# The exercise
In the Android firewall question below, set down the passage word for word, beginning at "Can we make" and stopping after "in real time.".

# Document segment
=-=-=

Can we make something like comodo firewall in Android? - android

AFAIK, one might need to work on the low level linux to do this job or use theorem provers to anlayze programs without having to understanding the underlying programs. In addition, AFAIK each program is controlled in its own sandbox so that it does not affect other programs.
However, during the past year, researchers have demonstrated that they could "borrow" permission from other programs even if their programs did not initially ask for them. This unfortunately makes Android much less trustworthy as its security model is essentially permission-based at install time ONLY. I guess one way to ensure that this kind of attacks (I mean malicously acquiring permissions a program should not have had) would be to monitor inter-programs communications and in real time.
Since dalvik is not open source, and neither is Android itself (apart from open API's), can anyone think of a way, using Java only, to implement a dynamic and realtime firewall in Android that would at least ensure no program can start another without our explicit permission each time (more like how comodo firewall works)?

=-=-=

# Entries from a collection
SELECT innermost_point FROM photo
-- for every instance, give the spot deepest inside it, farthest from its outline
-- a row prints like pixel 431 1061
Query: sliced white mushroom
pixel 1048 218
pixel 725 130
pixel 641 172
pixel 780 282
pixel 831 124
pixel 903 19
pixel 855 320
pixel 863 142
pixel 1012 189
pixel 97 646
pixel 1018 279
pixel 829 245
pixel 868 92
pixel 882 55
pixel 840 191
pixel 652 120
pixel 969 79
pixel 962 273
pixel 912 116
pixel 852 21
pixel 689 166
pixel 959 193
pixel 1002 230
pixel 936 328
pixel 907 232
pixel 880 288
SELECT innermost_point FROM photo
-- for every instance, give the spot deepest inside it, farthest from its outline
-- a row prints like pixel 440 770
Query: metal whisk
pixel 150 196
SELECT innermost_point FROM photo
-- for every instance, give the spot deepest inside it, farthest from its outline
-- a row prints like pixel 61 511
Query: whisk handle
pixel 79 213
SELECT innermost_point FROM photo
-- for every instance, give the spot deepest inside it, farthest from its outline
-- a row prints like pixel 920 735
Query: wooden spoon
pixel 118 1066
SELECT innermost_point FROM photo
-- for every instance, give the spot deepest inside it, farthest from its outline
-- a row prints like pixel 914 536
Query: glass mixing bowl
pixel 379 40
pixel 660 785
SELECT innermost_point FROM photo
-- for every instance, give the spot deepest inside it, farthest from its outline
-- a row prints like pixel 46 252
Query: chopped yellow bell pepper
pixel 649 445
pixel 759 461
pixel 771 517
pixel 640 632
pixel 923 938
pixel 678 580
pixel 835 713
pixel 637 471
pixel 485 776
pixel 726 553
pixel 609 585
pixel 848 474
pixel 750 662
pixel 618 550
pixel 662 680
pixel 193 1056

=-=-=

# Response to this exercise
Can we make something like comodo firewall in Android? - android

AFAIK, one might need to work on the low level linux to do this job or use theorem provers to anlayze programs without having to understanding the underlying programs. In addition, AFAIK each program is controlled in its own sandbox so that it does not affect other programs.
However, during the past year, researchers have demonstrated that they could "borrow" permission from other programs even if their programs did not initially ask for them. This unfortunately makes Android much less trustworthy as its security model is essentially permission-based at install time ONLY. I guess one way to ensure that this kind of attacks (I mean malicously acquiring permissions a program should not have had) would be to monitor inter-programs communications and in real time.